Collected data:

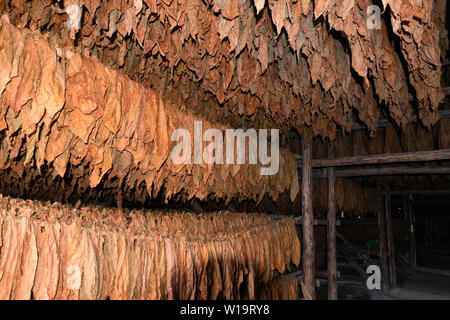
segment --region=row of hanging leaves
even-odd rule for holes
[[[352,110],[375,129],[383,104],[404,127],[410,84],[429,126],[442,99],[446,1],[383,0],[380,29],[369,30],[373,4],[15,0],[2,11],[209,119],[333,138],[336,126],[350,130]]]
[[[295,298],[292,280],[275,271],[300,261],[293,218],[1,195],[0,248],[2,300]]]
[[[55,190],[60,201],[72,194],[82,198],[100,182],[105,190],[121,190],[117,197],[142,203],[160,192],[166,200],[257,202],[264,196],[277,200],[284,192],[294,200],[298,194],[295,159],[287,150],[281,150],[279,171],[272,176],[248,162],[175,164],[172,132],[185,128],[194,138],[194,121],[201,118],[95,58],[53,47],[6,17],[0,47],[0,169],[10,170],[21,188],[42,191],[37,176],[50,178],[50,184],[59,176],[65,178]],[[203,121],[202,128],[227,127]]]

▸ **Goal of the exercise**
Exclude the pictures and reproduce every entry exactly.

▸ **Written solution**
segment --region=row of hanging leaves
even-odd rule for holes
[[[352,110],[375,129],[383,104],[404,127],[410,84],[429,126],[442,99],[446,1],[383,0],[380,29],[369,30],[373,4],[15,0],[2,11],[209,119],[333,138],[336,126],[350,130]]]
[[[295,298],[292,280],[275,271],[300,261],[293,218],[1,195],[0,248],[2,300]]]
[[[55,190],[60,201],[72,194],[82,198],[100,182],[105,190],[121,190],[117,197],[142,203],[160,192],[166,200],[257,202],[264,196],[277,200],[284,192],[294,200],[298,194],[295,159],[287,150],[281,150],[279,171],[272,176],[248,162],[175,164],[172,132],[185,128],[194,138],[194,121],[201,118],[95,58],[53,47],[6,17],[0,47],[0,169],[10,170],[21,188],[42,191],[37,176],[50,178],[50,184],[59,176],[65,178]],[[203,121],[202,128],[227,127]]]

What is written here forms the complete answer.